===== Input data

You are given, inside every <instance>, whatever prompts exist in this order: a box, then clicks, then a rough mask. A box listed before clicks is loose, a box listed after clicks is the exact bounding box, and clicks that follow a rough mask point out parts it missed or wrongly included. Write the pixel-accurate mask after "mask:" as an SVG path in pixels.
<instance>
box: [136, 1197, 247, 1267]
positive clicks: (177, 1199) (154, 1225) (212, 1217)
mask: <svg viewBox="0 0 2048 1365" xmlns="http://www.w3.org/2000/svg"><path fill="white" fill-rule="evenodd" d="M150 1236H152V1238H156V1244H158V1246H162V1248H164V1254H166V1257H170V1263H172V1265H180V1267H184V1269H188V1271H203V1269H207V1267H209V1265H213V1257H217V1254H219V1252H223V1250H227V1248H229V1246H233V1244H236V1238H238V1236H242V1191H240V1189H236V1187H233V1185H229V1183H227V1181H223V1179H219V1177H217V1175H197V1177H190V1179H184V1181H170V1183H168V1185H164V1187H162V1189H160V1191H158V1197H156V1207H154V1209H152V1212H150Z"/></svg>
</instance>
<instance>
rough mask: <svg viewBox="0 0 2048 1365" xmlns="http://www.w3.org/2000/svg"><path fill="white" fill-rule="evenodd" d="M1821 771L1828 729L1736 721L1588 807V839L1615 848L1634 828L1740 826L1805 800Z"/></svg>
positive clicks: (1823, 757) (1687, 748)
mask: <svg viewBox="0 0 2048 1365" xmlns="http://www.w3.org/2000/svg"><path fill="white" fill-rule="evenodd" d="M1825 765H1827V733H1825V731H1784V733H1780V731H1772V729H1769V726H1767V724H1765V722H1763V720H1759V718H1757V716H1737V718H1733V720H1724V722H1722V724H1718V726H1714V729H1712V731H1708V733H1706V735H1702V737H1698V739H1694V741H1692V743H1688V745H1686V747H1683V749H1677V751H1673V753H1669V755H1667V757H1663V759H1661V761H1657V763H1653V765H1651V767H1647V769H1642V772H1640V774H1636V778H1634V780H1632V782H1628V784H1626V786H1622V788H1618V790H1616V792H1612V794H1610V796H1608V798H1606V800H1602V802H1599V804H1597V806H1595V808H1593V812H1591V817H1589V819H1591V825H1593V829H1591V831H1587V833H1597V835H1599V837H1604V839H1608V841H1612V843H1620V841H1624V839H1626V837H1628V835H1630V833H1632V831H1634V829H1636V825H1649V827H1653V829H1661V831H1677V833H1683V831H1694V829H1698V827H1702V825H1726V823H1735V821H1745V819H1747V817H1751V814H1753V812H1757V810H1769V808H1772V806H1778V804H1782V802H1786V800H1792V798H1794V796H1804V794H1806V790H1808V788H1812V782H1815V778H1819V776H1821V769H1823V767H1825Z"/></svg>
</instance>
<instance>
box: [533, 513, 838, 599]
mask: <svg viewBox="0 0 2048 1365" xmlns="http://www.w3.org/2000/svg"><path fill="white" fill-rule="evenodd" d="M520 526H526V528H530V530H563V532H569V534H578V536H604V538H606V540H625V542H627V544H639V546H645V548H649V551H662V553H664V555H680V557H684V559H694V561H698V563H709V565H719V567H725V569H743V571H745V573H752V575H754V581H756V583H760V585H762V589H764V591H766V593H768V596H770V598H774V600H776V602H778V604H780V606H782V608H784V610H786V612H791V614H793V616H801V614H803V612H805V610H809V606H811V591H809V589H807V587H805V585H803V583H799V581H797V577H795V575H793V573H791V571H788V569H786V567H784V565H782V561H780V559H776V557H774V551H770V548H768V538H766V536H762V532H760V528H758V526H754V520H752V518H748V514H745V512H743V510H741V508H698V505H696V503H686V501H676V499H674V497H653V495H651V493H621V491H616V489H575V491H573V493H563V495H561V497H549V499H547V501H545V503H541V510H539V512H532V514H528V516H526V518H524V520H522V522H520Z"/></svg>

==========

What to work on:
Find every line in the rows above that contains the word "positive", treating uppercase and lowercase as different, and copy each of those lines in full.

The completed task:
positive clicks: (177, 1199) (154, 1225) (212, 1217)
positive clicks: (1823, 757) (1687, 748)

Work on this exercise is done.